[EXERCISE] Would you copy each line of the data below that has "lane"?
-- DATA SHOWN follows --
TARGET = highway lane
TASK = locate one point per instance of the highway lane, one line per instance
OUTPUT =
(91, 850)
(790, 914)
-- DATA SHOWN concluded --
[RESULT BELOW]
TARGET = highway lane
TASK = locate one point per instance of the highway lane, one line per instance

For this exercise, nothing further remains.